Goal. Convert everything from the line containing "The component shall place one marker per instance of the rocky" down to the end of the rows into a JSON list of strings, one string per line and both ends included, leaving out any blank lines.

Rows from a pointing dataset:

========================================

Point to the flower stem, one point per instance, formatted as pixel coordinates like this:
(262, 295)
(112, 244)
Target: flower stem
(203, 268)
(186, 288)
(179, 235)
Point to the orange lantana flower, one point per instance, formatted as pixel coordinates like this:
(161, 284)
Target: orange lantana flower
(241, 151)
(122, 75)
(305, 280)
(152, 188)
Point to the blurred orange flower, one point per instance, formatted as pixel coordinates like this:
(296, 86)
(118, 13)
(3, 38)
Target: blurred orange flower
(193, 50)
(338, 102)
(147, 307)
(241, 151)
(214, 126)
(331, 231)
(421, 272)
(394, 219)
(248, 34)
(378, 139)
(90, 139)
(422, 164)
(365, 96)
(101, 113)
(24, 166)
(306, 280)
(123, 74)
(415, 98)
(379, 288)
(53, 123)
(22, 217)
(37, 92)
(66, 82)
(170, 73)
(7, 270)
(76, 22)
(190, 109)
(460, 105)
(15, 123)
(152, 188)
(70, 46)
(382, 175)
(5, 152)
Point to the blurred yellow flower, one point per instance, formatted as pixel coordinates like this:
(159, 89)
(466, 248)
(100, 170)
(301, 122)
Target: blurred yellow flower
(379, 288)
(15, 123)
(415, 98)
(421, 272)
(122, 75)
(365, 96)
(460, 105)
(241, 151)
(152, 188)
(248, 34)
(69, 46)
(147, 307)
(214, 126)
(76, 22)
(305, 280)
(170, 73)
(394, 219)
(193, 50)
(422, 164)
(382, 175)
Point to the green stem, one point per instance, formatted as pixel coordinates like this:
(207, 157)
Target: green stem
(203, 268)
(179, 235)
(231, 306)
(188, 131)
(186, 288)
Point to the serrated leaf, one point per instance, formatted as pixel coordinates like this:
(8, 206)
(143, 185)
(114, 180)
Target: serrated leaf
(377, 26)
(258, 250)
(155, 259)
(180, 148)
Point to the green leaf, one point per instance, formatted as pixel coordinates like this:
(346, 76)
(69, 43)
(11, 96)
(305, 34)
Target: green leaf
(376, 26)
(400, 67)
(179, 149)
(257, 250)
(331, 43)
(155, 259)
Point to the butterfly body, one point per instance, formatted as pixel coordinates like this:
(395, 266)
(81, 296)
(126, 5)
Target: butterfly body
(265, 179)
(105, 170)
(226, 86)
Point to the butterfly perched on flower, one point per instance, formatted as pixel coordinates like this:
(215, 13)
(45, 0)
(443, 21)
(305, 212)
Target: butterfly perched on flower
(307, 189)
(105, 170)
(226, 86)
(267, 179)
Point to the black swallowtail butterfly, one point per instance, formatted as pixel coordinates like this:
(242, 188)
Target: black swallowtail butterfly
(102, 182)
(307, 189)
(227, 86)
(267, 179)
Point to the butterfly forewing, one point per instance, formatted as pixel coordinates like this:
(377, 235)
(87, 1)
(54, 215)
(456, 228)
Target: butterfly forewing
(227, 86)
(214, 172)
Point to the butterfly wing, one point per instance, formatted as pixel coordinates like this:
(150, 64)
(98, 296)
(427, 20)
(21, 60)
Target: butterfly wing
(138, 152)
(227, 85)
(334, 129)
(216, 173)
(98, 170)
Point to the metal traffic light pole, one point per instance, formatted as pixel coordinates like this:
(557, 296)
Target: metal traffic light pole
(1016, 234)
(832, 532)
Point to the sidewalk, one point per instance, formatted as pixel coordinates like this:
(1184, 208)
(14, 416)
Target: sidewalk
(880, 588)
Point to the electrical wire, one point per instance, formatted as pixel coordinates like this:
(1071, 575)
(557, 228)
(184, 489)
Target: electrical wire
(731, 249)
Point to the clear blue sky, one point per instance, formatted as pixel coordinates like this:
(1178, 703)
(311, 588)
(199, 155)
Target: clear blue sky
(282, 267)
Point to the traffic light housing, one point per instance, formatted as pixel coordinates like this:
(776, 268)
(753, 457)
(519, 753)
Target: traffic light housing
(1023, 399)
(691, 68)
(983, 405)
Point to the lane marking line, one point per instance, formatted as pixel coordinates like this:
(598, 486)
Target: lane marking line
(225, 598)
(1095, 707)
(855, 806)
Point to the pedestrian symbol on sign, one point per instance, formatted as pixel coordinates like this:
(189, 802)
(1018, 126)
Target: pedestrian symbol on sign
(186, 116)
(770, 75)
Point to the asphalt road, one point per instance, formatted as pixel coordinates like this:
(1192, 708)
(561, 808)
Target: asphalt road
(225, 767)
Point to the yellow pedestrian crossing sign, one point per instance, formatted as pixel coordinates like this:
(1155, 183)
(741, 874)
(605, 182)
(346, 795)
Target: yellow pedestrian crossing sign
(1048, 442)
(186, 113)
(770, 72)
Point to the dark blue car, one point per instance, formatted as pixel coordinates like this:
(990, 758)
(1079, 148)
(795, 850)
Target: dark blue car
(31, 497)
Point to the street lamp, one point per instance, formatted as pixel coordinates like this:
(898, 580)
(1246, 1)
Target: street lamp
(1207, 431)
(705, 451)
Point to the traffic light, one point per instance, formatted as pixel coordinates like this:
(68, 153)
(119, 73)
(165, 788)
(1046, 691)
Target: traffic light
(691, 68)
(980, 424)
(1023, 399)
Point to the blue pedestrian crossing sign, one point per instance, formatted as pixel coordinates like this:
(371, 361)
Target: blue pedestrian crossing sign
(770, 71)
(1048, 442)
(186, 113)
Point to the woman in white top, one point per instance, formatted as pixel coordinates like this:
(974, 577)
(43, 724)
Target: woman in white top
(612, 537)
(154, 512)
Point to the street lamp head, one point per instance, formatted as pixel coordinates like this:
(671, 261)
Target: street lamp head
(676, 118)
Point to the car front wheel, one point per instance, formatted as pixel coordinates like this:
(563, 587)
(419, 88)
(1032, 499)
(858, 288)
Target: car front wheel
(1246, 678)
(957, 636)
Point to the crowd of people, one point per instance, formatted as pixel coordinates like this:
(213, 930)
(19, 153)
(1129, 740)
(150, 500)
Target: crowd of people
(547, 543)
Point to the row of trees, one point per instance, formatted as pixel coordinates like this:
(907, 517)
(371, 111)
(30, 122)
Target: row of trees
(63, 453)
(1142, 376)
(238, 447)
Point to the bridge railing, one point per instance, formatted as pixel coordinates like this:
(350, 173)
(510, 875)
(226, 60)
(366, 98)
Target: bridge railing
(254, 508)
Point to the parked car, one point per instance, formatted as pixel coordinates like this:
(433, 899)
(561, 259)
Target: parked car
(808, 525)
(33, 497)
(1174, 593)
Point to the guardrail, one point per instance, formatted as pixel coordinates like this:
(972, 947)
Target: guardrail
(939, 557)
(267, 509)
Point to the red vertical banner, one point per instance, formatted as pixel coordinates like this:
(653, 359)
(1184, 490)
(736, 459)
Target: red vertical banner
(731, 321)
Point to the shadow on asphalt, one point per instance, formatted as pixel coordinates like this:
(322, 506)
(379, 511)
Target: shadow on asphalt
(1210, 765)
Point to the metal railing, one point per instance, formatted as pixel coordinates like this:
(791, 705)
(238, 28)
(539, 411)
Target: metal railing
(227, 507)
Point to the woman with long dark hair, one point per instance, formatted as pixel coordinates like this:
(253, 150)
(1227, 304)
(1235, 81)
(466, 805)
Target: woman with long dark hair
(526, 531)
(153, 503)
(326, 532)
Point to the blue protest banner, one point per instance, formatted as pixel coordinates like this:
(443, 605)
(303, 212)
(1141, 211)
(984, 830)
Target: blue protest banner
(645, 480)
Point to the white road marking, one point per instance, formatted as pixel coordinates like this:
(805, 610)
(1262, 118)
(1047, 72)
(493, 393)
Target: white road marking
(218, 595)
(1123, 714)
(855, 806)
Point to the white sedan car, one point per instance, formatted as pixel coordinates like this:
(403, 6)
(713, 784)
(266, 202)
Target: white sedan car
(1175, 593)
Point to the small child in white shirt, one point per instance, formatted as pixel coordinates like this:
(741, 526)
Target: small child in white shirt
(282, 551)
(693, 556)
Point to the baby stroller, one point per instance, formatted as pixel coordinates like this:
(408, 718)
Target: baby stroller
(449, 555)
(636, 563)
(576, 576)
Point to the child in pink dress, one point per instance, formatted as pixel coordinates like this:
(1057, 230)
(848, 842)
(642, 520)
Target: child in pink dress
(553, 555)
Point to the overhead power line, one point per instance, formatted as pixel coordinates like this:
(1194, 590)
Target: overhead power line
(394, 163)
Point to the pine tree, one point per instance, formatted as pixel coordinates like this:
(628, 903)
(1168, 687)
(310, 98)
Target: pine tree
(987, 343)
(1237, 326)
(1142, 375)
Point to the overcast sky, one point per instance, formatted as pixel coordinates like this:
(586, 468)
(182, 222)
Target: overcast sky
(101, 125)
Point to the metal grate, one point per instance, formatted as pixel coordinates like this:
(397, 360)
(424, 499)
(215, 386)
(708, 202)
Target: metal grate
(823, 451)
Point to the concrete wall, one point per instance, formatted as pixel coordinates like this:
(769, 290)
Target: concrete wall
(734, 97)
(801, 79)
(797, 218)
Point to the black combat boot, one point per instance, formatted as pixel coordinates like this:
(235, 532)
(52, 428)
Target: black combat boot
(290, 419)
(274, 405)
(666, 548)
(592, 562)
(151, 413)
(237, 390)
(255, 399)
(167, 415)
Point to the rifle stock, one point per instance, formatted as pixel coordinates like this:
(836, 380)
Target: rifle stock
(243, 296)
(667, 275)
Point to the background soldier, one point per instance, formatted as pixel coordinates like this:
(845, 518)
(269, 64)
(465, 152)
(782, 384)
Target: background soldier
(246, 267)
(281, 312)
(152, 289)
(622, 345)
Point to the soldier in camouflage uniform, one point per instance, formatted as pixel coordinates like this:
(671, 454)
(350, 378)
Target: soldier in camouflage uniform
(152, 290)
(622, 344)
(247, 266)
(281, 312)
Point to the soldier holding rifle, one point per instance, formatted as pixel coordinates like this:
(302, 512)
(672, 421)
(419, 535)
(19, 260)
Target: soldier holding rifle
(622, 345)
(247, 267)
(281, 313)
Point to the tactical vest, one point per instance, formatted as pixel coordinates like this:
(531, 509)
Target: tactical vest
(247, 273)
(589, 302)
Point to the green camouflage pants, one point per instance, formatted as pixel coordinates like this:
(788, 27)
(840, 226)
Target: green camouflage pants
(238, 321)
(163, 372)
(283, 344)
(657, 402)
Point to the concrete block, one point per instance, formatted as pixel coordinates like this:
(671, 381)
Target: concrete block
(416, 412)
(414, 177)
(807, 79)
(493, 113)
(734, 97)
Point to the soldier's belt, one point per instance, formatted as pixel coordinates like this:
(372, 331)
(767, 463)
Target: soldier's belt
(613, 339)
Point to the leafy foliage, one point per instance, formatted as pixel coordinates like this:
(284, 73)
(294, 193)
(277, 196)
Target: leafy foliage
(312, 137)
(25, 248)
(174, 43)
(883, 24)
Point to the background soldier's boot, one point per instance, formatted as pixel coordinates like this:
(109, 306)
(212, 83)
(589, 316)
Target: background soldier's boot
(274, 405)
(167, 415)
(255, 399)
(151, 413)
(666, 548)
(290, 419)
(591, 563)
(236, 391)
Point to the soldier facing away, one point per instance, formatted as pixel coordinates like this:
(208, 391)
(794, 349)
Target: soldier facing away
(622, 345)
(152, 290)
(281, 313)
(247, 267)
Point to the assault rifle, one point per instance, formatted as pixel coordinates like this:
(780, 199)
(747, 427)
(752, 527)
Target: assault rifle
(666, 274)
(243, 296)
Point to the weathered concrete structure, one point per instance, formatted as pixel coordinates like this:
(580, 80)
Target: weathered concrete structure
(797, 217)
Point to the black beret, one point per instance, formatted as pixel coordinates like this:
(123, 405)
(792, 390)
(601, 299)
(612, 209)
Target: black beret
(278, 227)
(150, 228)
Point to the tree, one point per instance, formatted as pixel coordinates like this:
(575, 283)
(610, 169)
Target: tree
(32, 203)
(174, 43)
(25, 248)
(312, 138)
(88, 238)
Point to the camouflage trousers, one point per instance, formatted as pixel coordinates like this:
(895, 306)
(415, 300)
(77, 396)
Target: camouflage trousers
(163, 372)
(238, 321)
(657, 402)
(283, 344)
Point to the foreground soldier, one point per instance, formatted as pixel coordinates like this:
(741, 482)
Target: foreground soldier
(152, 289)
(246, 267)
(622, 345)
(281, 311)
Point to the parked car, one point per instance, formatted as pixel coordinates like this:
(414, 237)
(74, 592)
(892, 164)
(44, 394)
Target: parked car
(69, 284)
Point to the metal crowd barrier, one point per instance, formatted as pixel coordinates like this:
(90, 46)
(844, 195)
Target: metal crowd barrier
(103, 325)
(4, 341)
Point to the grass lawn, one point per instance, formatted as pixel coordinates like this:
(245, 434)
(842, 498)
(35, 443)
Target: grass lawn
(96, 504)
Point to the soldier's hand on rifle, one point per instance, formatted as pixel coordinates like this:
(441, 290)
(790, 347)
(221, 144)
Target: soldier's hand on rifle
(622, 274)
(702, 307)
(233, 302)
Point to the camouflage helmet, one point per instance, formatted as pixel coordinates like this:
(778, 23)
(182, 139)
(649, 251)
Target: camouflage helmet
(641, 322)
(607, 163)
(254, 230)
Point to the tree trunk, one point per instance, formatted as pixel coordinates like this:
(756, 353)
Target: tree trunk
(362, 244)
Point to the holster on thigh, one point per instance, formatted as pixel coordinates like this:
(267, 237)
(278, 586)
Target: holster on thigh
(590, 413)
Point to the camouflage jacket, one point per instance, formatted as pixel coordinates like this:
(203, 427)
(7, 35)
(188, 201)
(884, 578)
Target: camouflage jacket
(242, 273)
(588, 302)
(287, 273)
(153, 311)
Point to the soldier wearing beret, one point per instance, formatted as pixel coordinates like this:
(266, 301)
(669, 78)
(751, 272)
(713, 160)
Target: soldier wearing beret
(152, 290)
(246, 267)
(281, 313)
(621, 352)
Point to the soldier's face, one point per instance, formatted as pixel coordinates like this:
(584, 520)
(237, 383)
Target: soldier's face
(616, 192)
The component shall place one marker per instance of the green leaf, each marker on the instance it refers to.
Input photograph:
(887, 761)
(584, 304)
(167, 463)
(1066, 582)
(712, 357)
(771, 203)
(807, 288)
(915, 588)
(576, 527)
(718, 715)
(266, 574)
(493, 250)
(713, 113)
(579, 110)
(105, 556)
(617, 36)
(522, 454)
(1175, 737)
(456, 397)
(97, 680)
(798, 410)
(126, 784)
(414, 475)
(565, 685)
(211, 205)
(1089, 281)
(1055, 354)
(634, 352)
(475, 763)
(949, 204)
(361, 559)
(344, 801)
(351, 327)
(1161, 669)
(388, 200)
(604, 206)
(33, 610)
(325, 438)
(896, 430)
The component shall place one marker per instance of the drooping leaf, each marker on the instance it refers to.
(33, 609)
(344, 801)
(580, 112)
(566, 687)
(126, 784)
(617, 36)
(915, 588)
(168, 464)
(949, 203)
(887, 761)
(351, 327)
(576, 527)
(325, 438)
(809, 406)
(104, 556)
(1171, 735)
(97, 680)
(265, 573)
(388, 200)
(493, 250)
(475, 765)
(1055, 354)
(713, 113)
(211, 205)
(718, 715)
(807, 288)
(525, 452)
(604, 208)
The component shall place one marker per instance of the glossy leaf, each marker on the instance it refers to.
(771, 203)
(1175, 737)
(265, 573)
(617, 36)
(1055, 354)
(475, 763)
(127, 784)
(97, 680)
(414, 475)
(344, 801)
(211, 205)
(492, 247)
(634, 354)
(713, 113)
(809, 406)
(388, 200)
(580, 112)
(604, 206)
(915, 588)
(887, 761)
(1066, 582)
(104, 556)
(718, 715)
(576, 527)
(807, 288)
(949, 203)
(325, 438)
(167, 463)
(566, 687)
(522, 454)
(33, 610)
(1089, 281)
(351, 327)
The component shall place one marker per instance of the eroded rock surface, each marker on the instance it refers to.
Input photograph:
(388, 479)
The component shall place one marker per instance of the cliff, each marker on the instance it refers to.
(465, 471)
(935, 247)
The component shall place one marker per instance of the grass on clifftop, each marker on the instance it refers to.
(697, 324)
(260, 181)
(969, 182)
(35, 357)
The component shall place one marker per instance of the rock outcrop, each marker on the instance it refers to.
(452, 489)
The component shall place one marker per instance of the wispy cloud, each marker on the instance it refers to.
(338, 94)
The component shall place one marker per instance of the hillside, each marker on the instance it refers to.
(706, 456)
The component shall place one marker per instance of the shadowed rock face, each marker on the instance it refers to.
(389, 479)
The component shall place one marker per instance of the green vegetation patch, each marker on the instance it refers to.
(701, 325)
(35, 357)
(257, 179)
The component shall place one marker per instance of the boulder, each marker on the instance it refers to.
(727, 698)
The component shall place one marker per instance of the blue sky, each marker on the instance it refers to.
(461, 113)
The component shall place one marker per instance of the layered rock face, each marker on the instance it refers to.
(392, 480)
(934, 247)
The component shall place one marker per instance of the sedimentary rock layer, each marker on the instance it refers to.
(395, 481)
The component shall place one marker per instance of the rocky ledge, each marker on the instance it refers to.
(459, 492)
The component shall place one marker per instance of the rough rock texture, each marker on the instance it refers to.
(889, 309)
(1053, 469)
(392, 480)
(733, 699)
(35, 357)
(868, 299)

========================================

Solution.
[
  "The component shall place one marker per instance of the rocky ledge, each marker on the instance it refers to.",
  "(459, 492)",
  "The component shall place one marker per instance of the rough rock texture, each marker on the instance it refers to.",
  "(889, 309)",
  "(1053, 469)",
  "(392, 480)",
  "(733, 699)",
  "(35, 357)",
  "(868, 299)"
]